Source document –
0 - Published October 11, 2012 by in Club

A few weeks ago, we wrote about the opening of the L.A. Box Lacrosse League season in Torrance. Last weekend, I had occasion to check out a box scrimmage in Ventura County and stumbled upon a venture that speaks very well for the future of lacrosse — box and field — in Southern California.

Justin Eaton runs West Coast Lacrosse, which operates in both Ventura County and Orange County. In talking with Eaton about the growth of box, he first mentioned that his organization had grown from four teams last year to 15 this year in five age groups. But, he said, the real story was a co-operative effort with a number of other Southern California clubs that is being called SCILL — the Southern California Indoor Lacrosse League and includes nearly 50 teams and 1,000 kids playing box lacrosse this fall.

Justin Eaton

Justin Eaton and West Coast Lacrosse are using box lacrosse to develop better field lax players.

“What we’ve been able to do in Southern California is phenomenal,” Eaton said. “We have players and coaches representing some of the best programs in the state, everyone working together to create something bigger than they would have been able to create on their own.”

SCILL is made up of clubs like Propel, Shooterz, Coyotes and Lax West out of San Diego, Golden Eagles out of Orange County, Inland Empire Box Lacrosse and West Coast Lacrosse. Together, they’ve formed a super-league with north and south divisions playing box games every week and leading up to playoffs and a league championship in November.

But more than trophies, the hope is more young lacrosse players develop their skills faster through the arena game, then translate them to the field game.

“Box lacrosse is the single most important thing kids in L.A. can do … to catch up with the East Coast,” said Eaton, who played at Langley HS in Virginia and then at NCAA D-III Ithaca College in New York. “It promotes four key things: Tempo, physicality, stick skills and lax IQ. It’s a much faster game, which forces decision-making to be faster. Being in a contained space, you can’t run away from pressure; you always have people on you, so you learn better stick protection. Shooting on small goals with very large goalies improves accuracy.

“Box fundamentals are a cut above field fundamentals. These kids don’t even think about it anymore — they’re making one, two three fakes before they shoot, and their shooting percentages are high.”

Given problem 1 – According to the lacrosse article, how many teams make up SCILL?
The entries that come next have no connection to the lacrosse article.

Records for the task –
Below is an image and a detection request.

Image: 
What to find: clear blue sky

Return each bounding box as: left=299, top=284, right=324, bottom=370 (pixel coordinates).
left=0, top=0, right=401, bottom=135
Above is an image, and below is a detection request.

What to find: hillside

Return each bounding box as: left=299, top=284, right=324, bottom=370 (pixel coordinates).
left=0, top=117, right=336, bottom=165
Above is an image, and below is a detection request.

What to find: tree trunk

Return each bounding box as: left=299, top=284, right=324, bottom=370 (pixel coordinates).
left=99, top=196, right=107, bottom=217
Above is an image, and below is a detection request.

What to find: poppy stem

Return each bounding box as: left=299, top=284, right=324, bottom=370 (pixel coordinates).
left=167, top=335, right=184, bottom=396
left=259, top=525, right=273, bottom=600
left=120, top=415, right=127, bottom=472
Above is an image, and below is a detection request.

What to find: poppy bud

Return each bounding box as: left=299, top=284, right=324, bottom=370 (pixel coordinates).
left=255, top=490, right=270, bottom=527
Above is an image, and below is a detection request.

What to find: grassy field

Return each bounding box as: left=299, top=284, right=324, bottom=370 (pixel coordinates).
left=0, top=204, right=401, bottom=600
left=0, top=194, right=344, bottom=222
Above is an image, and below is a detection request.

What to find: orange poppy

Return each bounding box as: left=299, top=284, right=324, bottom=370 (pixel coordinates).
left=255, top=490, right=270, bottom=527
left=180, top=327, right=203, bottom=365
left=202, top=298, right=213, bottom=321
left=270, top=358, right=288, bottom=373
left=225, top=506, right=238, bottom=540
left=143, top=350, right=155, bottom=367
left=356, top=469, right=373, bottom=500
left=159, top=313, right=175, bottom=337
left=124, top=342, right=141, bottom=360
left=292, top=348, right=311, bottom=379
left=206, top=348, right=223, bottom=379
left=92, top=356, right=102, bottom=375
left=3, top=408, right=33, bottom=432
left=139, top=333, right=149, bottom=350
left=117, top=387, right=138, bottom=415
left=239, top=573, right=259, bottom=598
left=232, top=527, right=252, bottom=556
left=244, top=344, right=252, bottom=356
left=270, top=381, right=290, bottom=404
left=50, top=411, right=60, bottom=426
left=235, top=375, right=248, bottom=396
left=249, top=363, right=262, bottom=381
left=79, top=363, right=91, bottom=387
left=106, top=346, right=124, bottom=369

Given problem 2 – Express the entries as a Markdown table with the columns Row and Line, from their first line through the line that contains "left=0, top=0, right=401, bottom=135", with both ends included and blank lines omitted.

Right answer 1 – Nearly 50 teams.

Right answer 2 –
| Row | Line |
|---|---|
| 1 | Below is an image and a detection request. |
| 2 | Image:  |
| 3 | What to find: clear blue sky |
| 4 | Return each bounding box as: left=299, top=284, right=324, bottom=370 (pixel coordinates). |
| 5 | left=0, top=0, right=401, bottom=135 |